[O QUE FAZER]:
(A) Repita o trecho do texto sobre violência racial começando em "A lesão corporal" e seguindo até "segunda nas costas.".
(B) Segundo o texto sobre violência racial, em que cidade ocorreu o ataque contra o Mestre Moa do Katendê?
(C) Liste todas as datas do texto sobre violência racial escritas com o dia e o nome do mês.

A lesão corporal – como foi registrado o caso pela Polícia Civil – ocorreu dia 20 de novembro, Dia da Consciência Negra, que simboliza a luta contra o racismo no país. Xavier voltava para a casa a pé, em uma das principais avenidas da cidade. Do outro lado da calçada, um homem fazia gestos em sua direção, até que, ao se aproximar dele, Juarez escutou os xingamentos: ‘Macaco! Macaco!’. Ele reagiu e levou duas facadas – uma no braço esquerdo, a segunda nas costas.
Um ano antes, no dia 7 de outubro, outro ataque com facas marcou o movimento negro brasileiro. Era um domingo e o país tinha acabado de passar pelo primeiro turno de uma das eleições mais tensas da história republicana. Uma divergência política em Salvador terminou com 12 facadas em Romualdo Rosário da Costa, o Mestre Moa do Katendê. Moa morreu na madrugada do dia 8. Com 63 anos, mestre de capoeira e referência na luta política antirracista da Bahia, Moa virou o símbolo de um processo eleitoral destacado pelo crescimento da extrema direita no cenário político nacional e por discursos de intolerância à diversidade.
Essas duas histórias se cruzam na própria experiência do professor: “Eu tive uma relação próxima, [Moa do Katende] foi um amigo do universo da capoeira e ele morreu de forma brutal no processo eleitoral mais bárbaro da história do Brasil”, relembra. Ao refletir sobre seu caso, Xavier considera ter sido marcante por ter ocorrido no Dia Nacional da Consciência Negra, data que, “do ponto de vista simbólico, talvez tenha sido uma das marcas mais significativas do movimento negro: pautar um debate sobre a questão racial a partir da perspectiva do negro, e não da perspectiva oficial como é o 13 de maio”.
A violência sistemática contra os negros é diária nas periferias. Dados do Atlas da Violência deste ano revelam que, em 2017, 75,5% das mortes por homicídio no Brasil foram de pessoas pretas ou pardas. Foram 48.229 negros mortos naquele ano, quase 132 por dia.

[INFORMAÇÕES REGISTRADAS]:
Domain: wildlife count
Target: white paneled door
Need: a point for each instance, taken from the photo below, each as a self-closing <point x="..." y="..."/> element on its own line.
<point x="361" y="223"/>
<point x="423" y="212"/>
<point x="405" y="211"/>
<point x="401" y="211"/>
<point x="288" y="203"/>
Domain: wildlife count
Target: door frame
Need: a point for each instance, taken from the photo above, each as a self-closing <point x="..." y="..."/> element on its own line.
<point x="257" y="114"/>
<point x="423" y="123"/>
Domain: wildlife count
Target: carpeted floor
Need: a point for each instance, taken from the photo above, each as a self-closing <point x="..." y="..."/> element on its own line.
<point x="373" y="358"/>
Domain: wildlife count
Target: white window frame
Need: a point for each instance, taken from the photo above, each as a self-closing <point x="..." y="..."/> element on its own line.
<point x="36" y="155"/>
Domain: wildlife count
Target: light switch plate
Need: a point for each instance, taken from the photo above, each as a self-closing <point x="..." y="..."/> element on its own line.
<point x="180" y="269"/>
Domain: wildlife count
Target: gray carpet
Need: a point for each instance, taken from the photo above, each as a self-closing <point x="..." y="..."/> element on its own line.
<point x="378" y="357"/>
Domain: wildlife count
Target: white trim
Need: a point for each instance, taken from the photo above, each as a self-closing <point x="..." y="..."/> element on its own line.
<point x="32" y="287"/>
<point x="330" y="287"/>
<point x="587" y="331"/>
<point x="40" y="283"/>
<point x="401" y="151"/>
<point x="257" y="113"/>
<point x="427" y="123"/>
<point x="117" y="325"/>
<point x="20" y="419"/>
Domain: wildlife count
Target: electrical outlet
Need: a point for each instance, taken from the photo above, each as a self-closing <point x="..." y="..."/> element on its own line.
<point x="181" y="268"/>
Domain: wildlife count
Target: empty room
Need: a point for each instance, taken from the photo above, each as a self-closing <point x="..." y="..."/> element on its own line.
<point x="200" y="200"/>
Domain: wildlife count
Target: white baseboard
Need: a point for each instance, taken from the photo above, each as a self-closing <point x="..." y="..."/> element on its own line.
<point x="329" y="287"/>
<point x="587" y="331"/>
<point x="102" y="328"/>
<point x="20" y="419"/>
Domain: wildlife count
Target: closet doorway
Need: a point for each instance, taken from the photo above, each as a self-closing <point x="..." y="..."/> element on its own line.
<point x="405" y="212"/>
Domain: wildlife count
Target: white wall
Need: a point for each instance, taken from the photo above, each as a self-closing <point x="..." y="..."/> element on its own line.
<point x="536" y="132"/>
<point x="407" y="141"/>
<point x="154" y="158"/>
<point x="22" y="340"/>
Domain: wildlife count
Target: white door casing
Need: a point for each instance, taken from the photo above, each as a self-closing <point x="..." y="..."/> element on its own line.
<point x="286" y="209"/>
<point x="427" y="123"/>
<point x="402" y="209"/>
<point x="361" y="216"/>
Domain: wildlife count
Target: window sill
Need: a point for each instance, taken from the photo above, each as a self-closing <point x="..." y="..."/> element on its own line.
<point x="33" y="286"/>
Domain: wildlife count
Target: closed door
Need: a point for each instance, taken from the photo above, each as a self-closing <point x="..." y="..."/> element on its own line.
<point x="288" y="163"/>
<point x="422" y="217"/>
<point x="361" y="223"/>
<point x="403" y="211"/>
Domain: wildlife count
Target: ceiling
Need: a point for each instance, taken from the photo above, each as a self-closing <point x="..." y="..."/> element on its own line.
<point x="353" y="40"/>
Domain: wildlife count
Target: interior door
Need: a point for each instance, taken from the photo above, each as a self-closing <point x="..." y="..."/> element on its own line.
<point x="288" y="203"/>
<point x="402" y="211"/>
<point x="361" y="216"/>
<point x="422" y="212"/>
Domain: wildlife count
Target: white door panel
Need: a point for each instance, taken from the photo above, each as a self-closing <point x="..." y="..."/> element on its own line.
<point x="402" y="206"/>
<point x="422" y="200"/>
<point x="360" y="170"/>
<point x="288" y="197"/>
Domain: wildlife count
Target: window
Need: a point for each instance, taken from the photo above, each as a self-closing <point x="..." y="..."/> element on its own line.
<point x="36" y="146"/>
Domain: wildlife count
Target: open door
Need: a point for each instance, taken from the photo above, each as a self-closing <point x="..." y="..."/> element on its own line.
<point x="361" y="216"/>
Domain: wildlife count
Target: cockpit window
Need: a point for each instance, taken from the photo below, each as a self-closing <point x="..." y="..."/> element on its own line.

[RESPOSTAS POR TAREFA]:
(A)
A lesão corporal – como foi registrado o caso pela Polícia Civil – ocorreu dia 20 de novembro, Dia da Consciência Negra, que simboliza a luta contra o racismo no país. Xavier voltava para a casa a pé, em uma das principais avenidas da cidade. Do outro lado da calçada, um homem fazia gestos em sua direção, até que, ao se aproximar dele, Juarez escutou os xingamentos: ‘Macaco! Macaco!’. Ele reagiu e levou duas facadas – uma no braço esquerdo, a segunda nas costas.

(B) Salvador.

(C) 20 de novembro, 7 de outubro, 13 de maio